**REQUIRED WORK**
(A) Summarize the call for papers below in two sentences.
(B) Pick up the call for papers on African and Asian perspectives on the self where it stops, and carry it forward.

**EXTRACTED TEXT**
---

Call for Papers

"Self and Subject: African and Asian Perspectives"
The Study of African and Asian Cultures in the 21st Century
International Conference
Ferguson Centre for African and Asian Studies at The Open
University, UK
Edinburgh, Scotland (UK)
20-23 September 2005


There are few areas of research that have attracted so much
interest in the arts and humanities as the constitution and
representation of the self, whether as a unit of literary
and philosophical reflection, or as embodied entity or as
product and producer of cultural life. Yet with the
increasing movement of people, goods and ideas within and
beyond national boundaries, it is not only the identity and
status of the individual subject that has been called into
question but also many of the assumptions and methodologies
that once characterised different disciplinary approaches to
the self.

This conference invites a double questioning of the subject.
It seeks to foreground recent innovative reflections on the
status of the individual subject through a questioning of
different disciplinary approaches. It asks how the
recognition that individual lives are formed in increasingly
complex “multi-cultural” and “trans-national” contexts
demands new methodologies for re-thinking the subject within
and across disciplinary boundaries.

Papers are invited from literary theorists, historians,
anthropologists, philosophers, art historians and other
specialists of Africa and Asia who have an interest in such
domains as life histories, post-colonial literature,
autobiography, visual representation, material culture,
aesthetics, the media, ethnicity, ethnography, migration and
diaspora studies, and the politics of identity.

The conference will be divided into eight panels, each of
which is organised around a particular theme. In line with
the theoretical aims of the conference, contributors are
asked to include explicit reflection concerning their
methodological assumptions and innovations, and to indicate
to which panel they wish to contribute. Abstracts of not
more than 300 words should be sent by email by 31 December
2004 to: [email protected]


The themes of the Conference panels will be:

- Life Writing/Reading Lives: to examine the processes by
which the colonial and post-colonial subject is rendered
into textual form and the reception of those textual selves
Sub-themes include: (a) autobiography/biography; (b)
narrative and memory; (c) heroism, hagiography and the
exemplary life; (d) invisible presences - lost lives.

- Translating Cultures: to debate the relationship between
the act of linguistic translation and cultural transmission.

---

**DATA EXCERPTS**
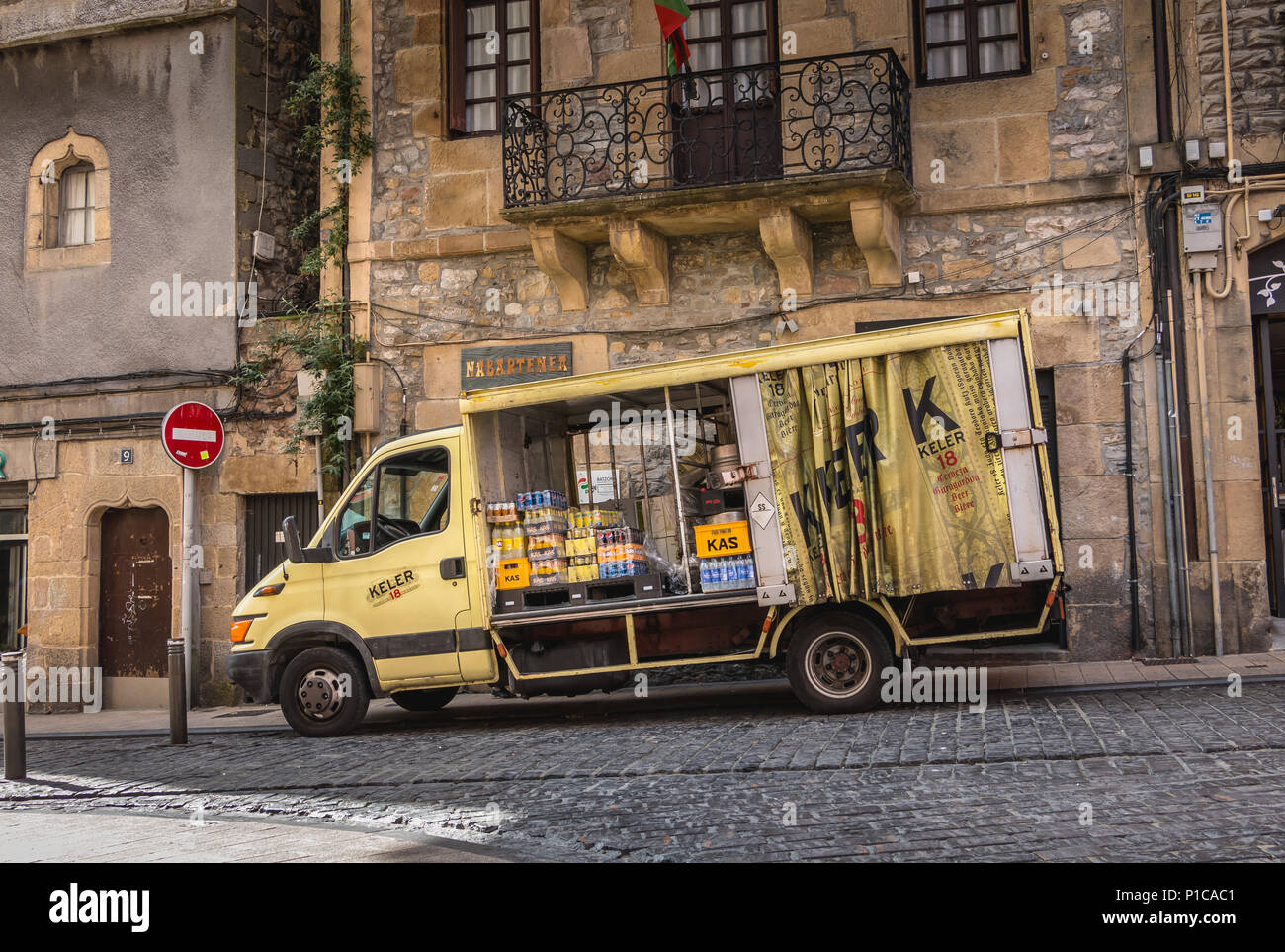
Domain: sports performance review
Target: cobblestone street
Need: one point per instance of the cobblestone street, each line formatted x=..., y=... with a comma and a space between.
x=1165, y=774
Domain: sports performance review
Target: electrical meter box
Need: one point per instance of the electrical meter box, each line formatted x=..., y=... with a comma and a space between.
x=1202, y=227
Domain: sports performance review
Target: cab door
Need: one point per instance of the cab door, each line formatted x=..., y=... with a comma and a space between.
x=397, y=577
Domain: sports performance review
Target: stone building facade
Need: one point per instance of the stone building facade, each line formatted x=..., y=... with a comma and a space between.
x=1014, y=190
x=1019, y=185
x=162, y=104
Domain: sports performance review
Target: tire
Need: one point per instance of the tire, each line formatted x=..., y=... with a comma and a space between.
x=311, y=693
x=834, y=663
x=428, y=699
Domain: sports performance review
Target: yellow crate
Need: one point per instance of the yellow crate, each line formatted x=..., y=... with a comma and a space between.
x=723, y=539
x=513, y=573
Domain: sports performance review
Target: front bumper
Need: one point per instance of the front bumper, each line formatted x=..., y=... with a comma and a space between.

---

**ANSWERS GIVEN**
(A) The Ferguson Centre for African and Asian Studies at The Open University is holding an international conference, "Self and Subject: African and Asian Perspectives," in Edinburgh on 20-23 September 2005. It asks how multi-cultural and trans-national contexts call for new ways of rethinking the subject across disciplines, and it invites specialists of Africa and Asia to submit abstracts of up to 300 words by 31 December 2004 for one of eight themed panels.

(B)
Sub-themes include (a) the invisible transportation of the
source text; (b) cultural interchange –
translating/transferring cultures; (c) ‘translating the
self’; (d) ‘cosmopolitics’, “glocalisation” and cultural
translation.

- Aesthetic Questions: to examine the conceptualisation of
the aesthetic dimension of life in African and Asian
cultures. Sub-themes include: (a) is transcultural
aesthetics possible? (b) insider and outsider views of
aesthetic concepts; (c) sense of self/sense of beauty; (d)
the search for aesthetic universals.

- Transcultural Histories: to question the essentialised
subjects of history and to debate the mutually implicating
relationship between 'the economic' and 'the cultural' in
African and Asian histories. Sub-themes include: (a) beyond
nation-state histories; (b) material and cultural
transactions and interactions; (c) the search for cultural
creativity; (d) revisiting the concept of 'historical
agency'.

- 'Image and Sound: to explore recent approaches to the
audiovisual in which cultural processes and subject
formation are perceived as practices in sounds, images and
performances, and to re-evaluate and recontextualise the
status of different disciplinary approaches to the
audiovisual subject. Sub-themes include a) image practices;
b) sound practices; c) the performative; d)
“audiovisualscapes”.

- Cultural Identities/Global Politics: to explore
manifestations of nationality, religion, ethnicity, class
and gender in the 21st century. Sub-themes include: (a)
identity post 9/11; (b) cosmopolitan citizenship; (c)
margins and metropoles; (d) post-colonial futures.

- Body Forms: to explore African and Asian conceptions and
expressions of self through a focus on the visual media of
dress, body art and related practices and to evaluate
different disciplinary approaches to embodied experience.
Sub-themes include (a) interrogating the boundaries of the
body; (b) dress as individual expression and social skin;
(c) the interplay of globalising and localising forces on
the body; (d) the relationship between bodily and other
modes of visual and sensorial expression.

- Situated Identities, Migrant Cultures and Contested
Locations: to explore the relationships between migrant
communities and locations and to examine how local cultural
identities, in the process of transformation, are displayed
in cultural productions. Sub-themes include: (a) being there
– ethnography in the 21st century; (b) travelling cultures;
(c) border lands; (d) exile.


The conference language will be English.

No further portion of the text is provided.